▶ Document text:
-- Begin --
Effective January 1, 2016, the Plan and related Trust Agreement were amended and restated by adopting a volume submitter plan. Effective as of August 25, 2017, the Plan was amended to provide for vesting service credit to employees hired in connection with an acquisition in which the Company acquires substantially all of the business assets of such company. Effective as of April 1, 2018, the Plan was amended to update the disability benefit claims procedures in accordance with rules published by the Department of Labor.
Contributions
Employees paid through the Company's United States payroll are eligible to participate in the Plan and are eligible to receive employer matching contributions immediately upon hire unless the individual is covered by a collective bargaining agreement, provides services as a consultant, intern, independent contractor, leased or temporary employee, or otherwise is not treated as a common-law employee. Unless an employee has declined to participate in the Plan, or affirmatively elected to contribute a different percentage of eligible compensation, all newly eligible participants are automatically enrolled in the Plan and contributions equal to 6% of their eligible compensation are automatically withheld and contributed to the Plan as pre-tax elective contributions. Participants may elect to adjust, cease or resume their contributions at any time. The accounts of participants who have never made an investment election are allocated to investments under a qualified default investment alternative, which is intended to comply with ERISA regulations. At any time, participants may elect to alter the investments in their accounts, which were originally allocated to a qualified default investment alternative. Tegile and Upthere employees were provided the option to rollover their balance and existing loans from their corresponding company plan effective September 18, 2017, and August 28, 2017, respectively.
WESTERN DIGITAL CORPORATION 401(k) PLAN
NOTES TO FINANCIAL STATEMENTS — (Continued)
-- End --
▶ Records to process:
-- Begin --
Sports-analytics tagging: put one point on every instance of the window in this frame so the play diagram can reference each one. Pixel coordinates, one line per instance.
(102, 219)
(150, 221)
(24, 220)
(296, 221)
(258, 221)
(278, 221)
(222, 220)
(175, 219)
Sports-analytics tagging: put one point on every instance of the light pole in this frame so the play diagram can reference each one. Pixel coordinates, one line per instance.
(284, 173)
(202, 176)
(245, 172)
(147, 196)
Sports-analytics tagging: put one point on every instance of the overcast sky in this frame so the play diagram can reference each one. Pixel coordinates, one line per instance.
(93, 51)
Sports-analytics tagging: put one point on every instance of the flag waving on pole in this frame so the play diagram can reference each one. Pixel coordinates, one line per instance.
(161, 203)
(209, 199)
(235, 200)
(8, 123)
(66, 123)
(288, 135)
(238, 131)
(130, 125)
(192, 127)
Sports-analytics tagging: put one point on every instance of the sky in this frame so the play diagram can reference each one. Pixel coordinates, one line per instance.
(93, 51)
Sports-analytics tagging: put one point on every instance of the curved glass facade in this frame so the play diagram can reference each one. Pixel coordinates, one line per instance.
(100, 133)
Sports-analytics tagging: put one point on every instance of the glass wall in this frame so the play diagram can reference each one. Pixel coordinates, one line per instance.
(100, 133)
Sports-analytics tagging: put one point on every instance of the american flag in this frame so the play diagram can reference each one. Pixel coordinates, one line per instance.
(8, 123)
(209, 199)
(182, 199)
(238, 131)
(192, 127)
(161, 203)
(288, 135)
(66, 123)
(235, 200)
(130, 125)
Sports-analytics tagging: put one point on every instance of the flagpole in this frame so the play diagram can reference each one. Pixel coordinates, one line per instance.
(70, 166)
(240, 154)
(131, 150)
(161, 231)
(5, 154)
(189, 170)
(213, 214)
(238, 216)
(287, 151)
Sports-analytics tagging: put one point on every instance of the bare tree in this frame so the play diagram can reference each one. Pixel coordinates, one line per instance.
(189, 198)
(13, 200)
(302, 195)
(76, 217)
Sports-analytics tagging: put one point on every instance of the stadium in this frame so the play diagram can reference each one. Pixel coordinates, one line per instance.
-- End --
▶ Tasks to complete:
**1)** In the 401(k) plan excerpt, what percentage of eligible compensation is automatically withheld for newly eligible participants who are automatically enrolled?
**2)** Report each line of the records that contains the word "glass".
The 401(k) plan excerpt and the records are unrelated to each other.

▶ Task-by-task outputs:
**1)** 6% of their eligible compensation

**2)**
Sports-analytics tagging: put one point on every instance of the curved glass facade in this frame so the play diagram can reference each one. Pixel coordinates, one line per instance.
Sports-analytics tagging: put one point on every instance of the glass wall in this frame so the play diagram can reference each one. Pixel coordinates, one line per instance.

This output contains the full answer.